* _ARBEITSAUFTRAG A_: Mit welcher Maßnahme reagierten laut dem Text über Leitzinsen viele Nationalbanken auf die steigenden Preise?
* _ARBEITSAUFTRAG B_: Gib aus dem Text über Leitzinsen unverändert den Teil aus, dessen Anfang die Worte „Die Notenbanken wie“ enthält und der mit „Wertpapier tauschen will.“ schließt.

* _BEREITGESTELLTER TEXT_:
######
Weil steigende Preise vor allem ärmere Haushalte in Probleme brachte, die einen hohen Anteil ihres Einkommens fürs Wohnen und den Lebensunterhalt aufwenden müssen, reagierten viele Nationalbanken mit einer Anhebung der Leitzinsen: Durch eine Verteuerung von Krediten sollte die Wirtschaft abgekühlt werden. Da Wirtschaftswachstum und damit einhergehende Arbeitsverhältnisse aber auch für die Steuereinnahmen wichtig sind, handelte es sich um eine Gratwanderung. Auf der einen Seite sollte der Preisanstieg gestoppt, auf der anderen aber die Ökonomie nicht in eine Rezession geschickt werden.

Die Leitzinsen waren nach der vorherigen Finanz- und Schuldenkrise jahrelang niedrig gehalten worden. Mitunter waren sie sogar negativ, wurde man gewissermaßen fürs Sparen bestraft. Damit war die Verschuldung vieler Länder, auch im Euroraum, länger zu verkraften; und auch Unternehmen kamen an billiges Geld, konnten sich somit mehr auf schnelles Wachstum als auf nachhaltige Gewinne richten.

Die Notenbanken wie die Europäische Zentralbank oder die US-amerikanische Federal Reserve (Fed) sind dabei bewusst politisch unabhängig, um sich nicht von kurzfristiger Parteipolitik vereinnahmen zu lassen. Man hat aus der Vergangenheit gelernt, dass (kurzfristige) Gesellschafts- und (langfristige) Geldpolitik mitunter andere Zielsetzungen haben. Letztere ist aber wichtig fürs Vertrauen: Denn Geld verliert seinen Wert mit der Erwartung, dafür später einmal einen Gegenwert zu erhalten, wenn man es in eine Ware, Dienstleistung oder Wertpapier tauschen will.
######
* _GESAMMELTE DATEN_:
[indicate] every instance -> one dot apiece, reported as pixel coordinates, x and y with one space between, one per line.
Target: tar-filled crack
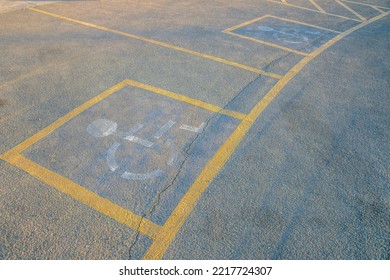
######
* _ERWARTETE AUSGABE A_: Mit einer Anhebung der Leitzinsen.

* _ERWARTETE AUSGABE B_:
Die Notenbanken wie die Europäische Zentralbank oder die US-amerikanische Federal Reserve (Fed) sind dabei bewusst politisch unabhängig, um sich nicht von kurzfristiger Parteipolitik vereinnahmen zu lassen. Man hat aus der Vergangenheit gelernt, dass (kurzfristige) Gesellschafts- und (langfristige) Geldpolitik mitunter andere Zielsetzungen haben. Letztere ist aber wichtig fürs Vertrauen: Denn Geld verliert seinen Wert mit der Erwartung, dafür später einmal einen Gegenwert zu erhalten, wenn man es in eine Ware, Dienstleistung oder Wertpapier tauschen will.